▸ Problem to solve: Which lines of the data below hold "stick"? Copy each of them.

BEGIN

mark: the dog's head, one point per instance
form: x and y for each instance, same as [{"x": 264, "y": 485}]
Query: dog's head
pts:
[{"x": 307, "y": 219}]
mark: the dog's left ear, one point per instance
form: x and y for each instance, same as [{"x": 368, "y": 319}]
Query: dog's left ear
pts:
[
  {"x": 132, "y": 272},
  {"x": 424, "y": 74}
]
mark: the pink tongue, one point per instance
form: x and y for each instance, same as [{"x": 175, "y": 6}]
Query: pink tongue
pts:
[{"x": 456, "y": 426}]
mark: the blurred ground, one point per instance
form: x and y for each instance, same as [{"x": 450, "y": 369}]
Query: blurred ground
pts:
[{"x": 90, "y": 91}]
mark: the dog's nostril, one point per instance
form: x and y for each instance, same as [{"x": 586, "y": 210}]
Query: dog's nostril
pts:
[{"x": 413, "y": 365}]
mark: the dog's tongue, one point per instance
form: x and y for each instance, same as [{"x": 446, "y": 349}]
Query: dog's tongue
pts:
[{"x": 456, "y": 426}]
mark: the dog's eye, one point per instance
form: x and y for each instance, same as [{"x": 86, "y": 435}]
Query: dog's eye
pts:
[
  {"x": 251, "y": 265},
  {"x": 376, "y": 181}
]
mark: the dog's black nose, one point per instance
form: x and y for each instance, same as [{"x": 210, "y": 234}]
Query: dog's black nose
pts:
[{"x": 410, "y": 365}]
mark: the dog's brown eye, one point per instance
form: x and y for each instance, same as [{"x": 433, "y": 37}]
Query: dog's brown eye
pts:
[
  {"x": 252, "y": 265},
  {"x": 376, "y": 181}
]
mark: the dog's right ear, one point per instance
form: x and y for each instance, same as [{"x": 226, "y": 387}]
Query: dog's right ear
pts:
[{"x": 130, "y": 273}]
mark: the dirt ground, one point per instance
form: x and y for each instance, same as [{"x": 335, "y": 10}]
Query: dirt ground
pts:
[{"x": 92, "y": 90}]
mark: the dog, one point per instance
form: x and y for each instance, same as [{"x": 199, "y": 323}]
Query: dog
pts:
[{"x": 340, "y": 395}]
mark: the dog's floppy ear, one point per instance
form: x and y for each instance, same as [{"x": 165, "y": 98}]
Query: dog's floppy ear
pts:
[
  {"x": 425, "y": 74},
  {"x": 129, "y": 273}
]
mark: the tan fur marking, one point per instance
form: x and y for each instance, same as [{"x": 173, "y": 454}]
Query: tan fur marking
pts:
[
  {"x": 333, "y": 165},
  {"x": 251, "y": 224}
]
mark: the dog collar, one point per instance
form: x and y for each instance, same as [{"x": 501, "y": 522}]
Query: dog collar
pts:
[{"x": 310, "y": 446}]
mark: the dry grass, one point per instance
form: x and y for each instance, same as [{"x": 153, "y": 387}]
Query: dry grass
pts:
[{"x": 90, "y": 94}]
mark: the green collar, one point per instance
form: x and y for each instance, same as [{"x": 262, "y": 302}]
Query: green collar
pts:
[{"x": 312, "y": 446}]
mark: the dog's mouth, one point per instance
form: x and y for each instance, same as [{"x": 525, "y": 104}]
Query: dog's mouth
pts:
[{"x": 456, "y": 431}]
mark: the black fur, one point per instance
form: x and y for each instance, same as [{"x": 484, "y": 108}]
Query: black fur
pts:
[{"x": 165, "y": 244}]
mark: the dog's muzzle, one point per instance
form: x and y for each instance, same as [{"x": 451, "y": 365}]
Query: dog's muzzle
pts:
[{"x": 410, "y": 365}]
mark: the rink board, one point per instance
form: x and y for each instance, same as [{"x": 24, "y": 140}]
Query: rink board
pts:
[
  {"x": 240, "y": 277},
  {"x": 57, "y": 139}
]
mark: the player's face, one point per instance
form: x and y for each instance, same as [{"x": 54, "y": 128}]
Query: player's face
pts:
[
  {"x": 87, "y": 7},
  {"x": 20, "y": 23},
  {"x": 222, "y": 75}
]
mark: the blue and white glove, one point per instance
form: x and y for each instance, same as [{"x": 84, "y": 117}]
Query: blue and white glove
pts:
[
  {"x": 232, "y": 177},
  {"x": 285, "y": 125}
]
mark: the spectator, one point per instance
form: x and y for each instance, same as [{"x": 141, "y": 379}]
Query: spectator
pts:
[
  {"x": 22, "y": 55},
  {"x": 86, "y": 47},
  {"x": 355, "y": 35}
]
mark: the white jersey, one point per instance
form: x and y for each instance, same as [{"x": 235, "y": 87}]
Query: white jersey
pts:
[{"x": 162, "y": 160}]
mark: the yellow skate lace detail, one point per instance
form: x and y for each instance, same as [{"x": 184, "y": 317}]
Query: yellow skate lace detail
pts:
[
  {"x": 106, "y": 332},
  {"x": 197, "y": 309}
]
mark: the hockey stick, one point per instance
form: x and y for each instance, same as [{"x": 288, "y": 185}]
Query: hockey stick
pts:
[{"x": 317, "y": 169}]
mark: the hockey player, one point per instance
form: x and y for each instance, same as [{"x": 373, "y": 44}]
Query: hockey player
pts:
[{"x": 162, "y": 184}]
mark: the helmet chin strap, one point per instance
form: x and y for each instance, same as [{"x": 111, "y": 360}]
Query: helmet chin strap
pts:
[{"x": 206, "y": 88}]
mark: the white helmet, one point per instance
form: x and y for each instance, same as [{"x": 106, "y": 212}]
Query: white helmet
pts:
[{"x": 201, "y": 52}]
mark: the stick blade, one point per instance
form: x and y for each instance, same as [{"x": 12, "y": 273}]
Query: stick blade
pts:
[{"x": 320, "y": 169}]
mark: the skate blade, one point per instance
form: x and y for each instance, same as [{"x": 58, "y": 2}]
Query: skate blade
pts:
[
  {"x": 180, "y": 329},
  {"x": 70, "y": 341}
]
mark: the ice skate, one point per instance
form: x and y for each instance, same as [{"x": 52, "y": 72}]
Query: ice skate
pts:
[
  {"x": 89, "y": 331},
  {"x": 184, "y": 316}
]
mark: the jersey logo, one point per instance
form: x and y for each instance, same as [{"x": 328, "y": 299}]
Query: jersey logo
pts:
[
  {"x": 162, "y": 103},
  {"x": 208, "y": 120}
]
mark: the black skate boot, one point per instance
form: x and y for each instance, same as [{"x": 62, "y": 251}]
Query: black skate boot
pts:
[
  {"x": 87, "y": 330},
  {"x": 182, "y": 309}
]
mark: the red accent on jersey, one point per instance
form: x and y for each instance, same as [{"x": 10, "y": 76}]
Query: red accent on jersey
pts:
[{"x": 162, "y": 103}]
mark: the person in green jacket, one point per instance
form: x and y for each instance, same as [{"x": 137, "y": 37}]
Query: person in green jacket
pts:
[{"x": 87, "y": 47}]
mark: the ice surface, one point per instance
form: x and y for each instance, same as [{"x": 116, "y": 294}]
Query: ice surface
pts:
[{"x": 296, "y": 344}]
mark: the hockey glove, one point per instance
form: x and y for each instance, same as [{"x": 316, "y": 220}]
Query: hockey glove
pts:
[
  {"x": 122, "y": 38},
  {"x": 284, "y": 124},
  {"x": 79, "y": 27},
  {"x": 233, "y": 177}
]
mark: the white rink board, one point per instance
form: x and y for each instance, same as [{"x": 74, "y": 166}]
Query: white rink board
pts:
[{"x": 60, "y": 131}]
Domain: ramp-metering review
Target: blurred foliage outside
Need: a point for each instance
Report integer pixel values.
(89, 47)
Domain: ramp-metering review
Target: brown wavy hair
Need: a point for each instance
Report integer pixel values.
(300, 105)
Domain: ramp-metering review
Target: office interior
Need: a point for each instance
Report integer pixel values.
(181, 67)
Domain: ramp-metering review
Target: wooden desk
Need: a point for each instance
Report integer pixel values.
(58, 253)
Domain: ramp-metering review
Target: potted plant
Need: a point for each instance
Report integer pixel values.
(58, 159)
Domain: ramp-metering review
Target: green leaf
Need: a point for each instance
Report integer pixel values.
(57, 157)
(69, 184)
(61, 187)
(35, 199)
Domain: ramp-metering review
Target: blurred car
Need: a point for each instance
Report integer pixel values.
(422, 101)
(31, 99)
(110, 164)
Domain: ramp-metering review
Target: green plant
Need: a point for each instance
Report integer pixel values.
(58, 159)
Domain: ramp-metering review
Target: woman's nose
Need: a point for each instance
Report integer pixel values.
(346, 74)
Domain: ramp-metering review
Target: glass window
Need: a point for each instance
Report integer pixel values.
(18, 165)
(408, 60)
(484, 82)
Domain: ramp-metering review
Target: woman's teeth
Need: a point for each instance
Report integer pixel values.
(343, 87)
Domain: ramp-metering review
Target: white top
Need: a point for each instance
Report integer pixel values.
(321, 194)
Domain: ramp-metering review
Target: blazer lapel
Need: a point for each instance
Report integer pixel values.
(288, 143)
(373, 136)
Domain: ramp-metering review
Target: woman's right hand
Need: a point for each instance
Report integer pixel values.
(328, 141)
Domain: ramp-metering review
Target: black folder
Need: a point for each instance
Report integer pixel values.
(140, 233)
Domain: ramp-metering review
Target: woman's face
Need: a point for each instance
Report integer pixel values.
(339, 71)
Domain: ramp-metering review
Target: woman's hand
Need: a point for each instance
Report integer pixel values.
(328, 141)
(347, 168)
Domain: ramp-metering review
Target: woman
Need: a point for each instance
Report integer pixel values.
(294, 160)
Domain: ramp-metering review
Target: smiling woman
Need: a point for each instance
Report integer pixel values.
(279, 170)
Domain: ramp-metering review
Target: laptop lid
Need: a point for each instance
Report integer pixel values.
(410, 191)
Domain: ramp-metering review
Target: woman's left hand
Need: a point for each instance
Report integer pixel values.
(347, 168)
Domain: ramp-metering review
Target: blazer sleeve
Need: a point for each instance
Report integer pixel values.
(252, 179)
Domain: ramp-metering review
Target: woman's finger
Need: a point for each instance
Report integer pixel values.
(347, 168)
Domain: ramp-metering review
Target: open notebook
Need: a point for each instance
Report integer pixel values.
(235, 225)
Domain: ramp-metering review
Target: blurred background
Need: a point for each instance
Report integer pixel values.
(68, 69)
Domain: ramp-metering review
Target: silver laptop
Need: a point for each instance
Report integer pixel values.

END

▸ Exercise solution:
mark: the hockey stick, one point per instance
Query: hockey stick
mark: the stick blade, one point per instance
Query: stick blade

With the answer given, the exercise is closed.